[Records from a data collection]

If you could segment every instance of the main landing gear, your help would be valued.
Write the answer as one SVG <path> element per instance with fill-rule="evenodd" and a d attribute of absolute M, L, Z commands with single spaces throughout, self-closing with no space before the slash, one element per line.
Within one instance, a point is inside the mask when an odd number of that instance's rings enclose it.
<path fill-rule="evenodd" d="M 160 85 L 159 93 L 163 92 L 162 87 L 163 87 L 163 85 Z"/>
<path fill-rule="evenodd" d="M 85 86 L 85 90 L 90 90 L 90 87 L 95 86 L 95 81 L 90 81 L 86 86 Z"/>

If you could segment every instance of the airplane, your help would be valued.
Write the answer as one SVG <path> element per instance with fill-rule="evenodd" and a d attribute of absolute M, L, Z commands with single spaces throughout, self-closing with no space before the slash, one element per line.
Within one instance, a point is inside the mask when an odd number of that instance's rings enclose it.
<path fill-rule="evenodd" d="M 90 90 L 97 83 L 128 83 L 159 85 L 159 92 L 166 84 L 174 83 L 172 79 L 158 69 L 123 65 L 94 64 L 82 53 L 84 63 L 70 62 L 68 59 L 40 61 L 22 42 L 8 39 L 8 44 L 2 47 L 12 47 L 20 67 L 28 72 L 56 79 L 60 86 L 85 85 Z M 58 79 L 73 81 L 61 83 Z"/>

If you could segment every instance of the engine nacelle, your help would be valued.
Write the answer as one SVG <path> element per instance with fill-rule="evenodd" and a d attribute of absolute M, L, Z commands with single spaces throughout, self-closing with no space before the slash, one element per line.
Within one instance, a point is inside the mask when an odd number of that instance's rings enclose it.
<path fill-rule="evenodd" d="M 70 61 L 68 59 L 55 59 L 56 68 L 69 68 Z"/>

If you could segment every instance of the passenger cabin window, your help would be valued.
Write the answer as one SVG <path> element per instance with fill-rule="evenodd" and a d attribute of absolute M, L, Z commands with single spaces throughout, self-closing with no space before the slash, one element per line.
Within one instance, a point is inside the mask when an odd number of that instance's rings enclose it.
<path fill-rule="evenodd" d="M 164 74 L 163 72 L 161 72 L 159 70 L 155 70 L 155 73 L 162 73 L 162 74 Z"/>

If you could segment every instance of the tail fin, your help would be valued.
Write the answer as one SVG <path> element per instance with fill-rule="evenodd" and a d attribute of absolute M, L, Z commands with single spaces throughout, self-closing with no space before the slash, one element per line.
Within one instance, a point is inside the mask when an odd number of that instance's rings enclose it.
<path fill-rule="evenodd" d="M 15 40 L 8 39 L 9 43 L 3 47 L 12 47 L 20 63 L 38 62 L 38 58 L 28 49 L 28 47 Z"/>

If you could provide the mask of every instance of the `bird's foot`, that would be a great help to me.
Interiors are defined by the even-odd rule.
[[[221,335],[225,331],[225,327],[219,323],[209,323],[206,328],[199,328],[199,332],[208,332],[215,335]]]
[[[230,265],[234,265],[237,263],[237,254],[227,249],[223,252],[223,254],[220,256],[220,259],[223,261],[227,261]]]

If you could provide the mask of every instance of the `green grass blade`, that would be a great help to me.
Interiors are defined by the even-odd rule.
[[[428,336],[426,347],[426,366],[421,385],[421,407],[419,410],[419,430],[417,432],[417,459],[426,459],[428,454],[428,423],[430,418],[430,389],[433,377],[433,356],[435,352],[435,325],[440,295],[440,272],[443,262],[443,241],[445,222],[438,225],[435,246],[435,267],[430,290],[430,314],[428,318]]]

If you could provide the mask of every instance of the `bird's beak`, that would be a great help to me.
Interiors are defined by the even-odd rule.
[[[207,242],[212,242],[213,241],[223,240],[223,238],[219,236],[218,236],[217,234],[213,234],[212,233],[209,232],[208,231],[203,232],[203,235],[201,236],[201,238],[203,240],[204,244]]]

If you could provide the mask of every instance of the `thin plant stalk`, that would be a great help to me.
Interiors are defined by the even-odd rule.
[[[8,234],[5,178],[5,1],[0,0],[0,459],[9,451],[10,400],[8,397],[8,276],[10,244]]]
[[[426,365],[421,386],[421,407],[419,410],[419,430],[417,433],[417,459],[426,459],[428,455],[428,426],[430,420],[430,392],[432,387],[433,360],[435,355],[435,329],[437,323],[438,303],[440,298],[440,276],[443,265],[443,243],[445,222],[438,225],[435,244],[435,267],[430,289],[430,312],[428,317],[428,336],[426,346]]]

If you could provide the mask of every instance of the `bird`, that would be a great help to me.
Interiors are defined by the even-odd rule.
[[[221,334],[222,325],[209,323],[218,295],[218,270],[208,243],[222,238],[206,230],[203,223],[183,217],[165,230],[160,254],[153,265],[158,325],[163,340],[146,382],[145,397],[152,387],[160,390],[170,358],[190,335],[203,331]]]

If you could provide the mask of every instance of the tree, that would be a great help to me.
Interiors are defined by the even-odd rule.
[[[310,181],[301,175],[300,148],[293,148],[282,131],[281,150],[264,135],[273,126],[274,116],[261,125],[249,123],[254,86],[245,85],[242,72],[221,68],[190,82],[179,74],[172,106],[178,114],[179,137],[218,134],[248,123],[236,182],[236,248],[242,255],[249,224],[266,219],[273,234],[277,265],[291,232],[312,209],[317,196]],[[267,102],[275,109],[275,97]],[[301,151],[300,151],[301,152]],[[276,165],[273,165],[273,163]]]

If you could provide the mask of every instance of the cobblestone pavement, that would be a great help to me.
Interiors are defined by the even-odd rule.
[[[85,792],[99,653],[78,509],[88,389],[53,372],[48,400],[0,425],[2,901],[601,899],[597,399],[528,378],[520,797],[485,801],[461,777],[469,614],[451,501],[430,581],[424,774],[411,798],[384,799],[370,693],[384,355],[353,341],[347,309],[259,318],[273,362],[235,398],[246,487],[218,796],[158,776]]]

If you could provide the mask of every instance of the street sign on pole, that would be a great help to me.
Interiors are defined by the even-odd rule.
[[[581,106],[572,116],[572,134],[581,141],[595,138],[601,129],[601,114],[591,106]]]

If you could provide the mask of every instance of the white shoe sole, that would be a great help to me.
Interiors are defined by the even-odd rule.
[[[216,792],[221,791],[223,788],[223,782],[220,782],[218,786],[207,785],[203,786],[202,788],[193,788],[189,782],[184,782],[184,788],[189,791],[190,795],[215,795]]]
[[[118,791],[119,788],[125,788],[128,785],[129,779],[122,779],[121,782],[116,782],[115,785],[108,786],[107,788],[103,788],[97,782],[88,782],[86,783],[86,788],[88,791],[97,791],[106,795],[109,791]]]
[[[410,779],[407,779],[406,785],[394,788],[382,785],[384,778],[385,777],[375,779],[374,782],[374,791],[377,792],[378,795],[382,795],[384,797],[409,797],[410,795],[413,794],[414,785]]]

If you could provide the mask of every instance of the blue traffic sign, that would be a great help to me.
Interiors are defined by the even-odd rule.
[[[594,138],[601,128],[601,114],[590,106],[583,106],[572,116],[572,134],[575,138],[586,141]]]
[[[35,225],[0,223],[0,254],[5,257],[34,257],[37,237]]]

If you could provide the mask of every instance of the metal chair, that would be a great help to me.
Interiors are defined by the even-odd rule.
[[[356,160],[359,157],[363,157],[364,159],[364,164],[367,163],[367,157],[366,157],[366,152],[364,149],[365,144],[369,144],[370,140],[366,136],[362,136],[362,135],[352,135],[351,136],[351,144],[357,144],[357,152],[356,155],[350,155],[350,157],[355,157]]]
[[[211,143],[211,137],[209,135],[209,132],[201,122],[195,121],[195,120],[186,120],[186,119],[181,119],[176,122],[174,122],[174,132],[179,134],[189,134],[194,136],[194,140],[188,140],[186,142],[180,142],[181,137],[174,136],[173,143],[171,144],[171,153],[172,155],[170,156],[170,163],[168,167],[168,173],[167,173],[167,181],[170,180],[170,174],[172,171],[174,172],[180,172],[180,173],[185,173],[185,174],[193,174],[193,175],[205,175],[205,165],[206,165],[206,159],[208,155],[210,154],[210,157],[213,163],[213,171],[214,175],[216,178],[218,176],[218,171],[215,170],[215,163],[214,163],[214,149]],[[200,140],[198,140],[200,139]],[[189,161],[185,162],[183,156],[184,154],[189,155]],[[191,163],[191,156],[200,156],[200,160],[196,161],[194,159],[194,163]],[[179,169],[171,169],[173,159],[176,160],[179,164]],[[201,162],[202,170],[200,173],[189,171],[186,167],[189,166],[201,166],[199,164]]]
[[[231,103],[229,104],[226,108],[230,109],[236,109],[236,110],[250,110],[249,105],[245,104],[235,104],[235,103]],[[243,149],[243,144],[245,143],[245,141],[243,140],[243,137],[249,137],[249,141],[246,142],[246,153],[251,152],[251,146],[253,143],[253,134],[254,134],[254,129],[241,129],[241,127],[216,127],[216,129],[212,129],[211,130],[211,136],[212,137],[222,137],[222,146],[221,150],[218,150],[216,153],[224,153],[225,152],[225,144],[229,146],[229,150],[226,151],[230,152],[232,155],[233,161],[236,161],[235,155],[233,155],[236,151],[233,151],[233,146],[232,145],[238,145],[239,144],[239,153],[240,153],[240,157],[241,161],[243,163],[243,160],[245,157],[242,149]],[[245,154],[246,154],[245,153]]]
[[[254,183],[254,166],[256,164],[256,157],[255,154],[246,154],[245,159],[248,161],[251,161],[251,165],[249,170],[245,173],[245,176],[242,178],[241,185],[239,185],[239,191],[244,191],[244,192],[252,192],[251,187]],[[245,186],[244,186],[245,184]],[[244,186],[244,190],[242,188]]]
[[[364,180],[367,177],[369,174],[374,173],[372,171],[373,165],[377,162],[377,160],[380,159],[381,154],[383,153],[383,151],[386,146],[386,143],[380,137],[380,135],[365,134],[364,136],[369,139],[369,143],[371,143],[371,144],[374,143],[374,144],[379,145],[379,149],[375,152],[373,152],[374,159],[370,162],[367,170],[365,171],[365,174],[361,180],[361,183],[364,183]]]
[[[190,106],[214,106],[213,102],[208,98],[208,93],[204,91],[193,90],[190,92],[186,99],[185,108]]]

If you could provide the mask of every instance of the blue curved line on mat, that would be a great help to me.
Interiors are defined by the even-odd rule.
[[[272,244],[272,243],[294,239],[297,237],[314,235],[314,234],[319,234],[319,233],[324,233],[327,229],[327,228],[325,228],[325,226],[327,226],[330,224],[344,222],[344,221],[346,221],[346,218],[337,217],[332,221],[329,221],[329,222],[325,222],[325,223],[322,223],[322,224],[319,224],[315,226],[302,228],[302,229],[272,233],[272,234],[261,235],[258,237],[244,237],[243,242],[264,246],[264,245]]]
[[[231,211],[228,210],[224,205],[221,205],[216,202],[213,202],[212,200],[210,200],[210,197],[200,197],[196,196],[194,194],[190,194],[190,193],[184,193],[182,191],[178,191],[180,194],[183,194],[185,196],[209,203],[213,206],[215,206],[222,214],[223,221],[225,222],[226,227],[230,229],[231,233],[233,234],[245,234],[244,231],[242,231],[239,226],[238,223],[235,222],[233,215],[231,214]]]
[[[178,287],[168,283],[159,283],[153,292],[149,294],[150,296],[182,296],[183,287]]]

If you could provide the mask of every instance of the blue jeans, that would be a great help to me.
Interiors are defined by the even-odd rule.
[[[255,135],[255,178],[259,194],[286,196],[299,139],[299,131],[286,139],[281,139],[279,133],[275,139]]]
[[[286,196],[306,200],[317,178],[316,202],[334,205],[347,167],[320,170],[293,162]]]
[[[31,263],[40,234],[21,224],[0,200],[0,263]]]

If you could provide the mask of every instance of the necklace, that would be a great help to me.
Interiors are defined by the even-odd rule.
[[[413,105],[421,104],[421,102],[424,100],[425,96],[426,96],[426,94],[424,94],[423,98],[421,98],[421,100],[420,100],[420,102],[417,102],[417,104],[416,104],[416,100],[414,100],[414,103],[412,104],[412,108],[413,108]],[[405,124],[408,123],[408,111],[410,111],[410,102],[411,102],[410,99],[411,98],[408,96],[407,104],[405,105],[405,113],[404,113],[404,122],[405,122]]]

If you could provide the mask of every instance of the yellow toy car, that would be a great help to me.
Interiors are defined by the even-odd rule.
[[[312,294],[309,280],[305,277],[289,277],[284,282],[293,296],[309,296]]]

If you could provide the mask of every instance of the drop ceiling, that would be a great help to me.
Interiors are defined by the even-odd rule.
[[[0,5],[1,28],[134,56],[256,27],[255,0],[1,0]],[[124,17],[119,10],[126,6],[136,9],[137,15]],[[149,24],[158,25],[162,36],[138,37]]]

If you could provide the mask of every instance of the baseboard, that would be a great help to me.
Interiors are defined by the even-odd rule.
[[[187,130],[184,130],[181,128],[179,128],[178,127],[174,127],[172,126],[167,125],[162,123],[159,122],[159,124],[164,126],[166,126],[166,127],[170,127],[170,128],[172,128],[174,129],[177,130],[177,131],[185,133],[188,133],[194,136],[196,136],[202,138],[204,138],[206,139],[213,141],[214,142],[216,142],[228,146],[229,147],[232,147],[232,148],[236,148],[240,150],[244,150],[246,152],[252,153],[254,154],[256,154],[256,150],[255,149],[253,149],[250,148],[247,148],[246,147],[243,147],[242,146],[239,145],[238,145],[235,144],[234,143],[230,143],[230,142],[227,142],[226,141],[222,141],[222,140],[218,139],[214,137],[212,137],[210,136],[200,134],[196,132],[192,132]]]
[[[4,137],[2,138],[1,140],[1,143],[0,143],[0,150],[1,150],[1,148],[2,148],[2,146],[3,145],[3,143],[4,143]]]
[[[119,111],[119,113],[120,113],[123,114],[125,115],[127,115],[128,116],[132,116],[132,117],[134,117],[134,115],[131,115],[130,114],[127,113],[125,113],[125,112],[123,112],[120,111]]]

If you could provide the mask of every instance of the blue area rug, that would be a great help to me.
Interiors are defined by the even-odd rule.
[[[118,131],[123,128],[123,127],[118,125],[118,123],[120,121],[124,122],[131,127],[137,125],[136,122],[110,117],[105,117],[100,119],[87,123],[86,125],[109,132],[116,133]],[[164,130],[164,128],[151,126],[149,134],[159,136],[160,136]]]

» REQUIRED TASK: Rewrite the stretch from the start of the items through the line containing "97 83 L 128", substituting "appreciated" for "valued" and leaving everything else unchanged.

» ANSWER BELOW:
If you could segment every instance of the main landing gear, your help would be appreciated.
Write the answer as one SVG <path> element per instance with fill-rule="evenodd" and a d attribute of absolute M, L, Z commands with single spaces throughout, self-closing with no space before the slash, one element per line.
Within one instance, a point is inside the mask when an odd number of that instance's rings enclose it.
<path fill-rule="evenodd" d="M 160 85 L 159 93 L 163 92 L 162 87 L 163 87 L 163 85 Z"/>
<path fill-rule="evenodd" d="M 85 86 L 85 90 L 90 90 L 90 87 L 95 86 L 95 81 L 90 81 L 86 86 Z"/>

If you could segment every instance of the airplane, your help would be appreciated.
Write the answer as one SVG <path> element per instance with fill-rule="evenodd" and a d attribute of absolute M, L, Z commands with single spaces throughout, self-closing with no space before the slash, one element per line.
Within one instance, a point is inside the mask when an odd number of that instance's rings enclose it.
<path fill-rule="evenodd" d="M 90 90 L 97 83 L 128 83 L 159 85 L 159 92 L 166 84 L 174 83 L 172 79 L 158 69 L 123 65 L 94 64 L 82 53 L 84 63 L 70 62 L 68 59 L 40 61 L 22 42 L 8 39 L 8 44 L 2 47 L 12 47 L 20 67 L 28 72 L 56 79 L 60 86 L 85 85 Z M 58 79 L 73 81 L 61 83 Z"/>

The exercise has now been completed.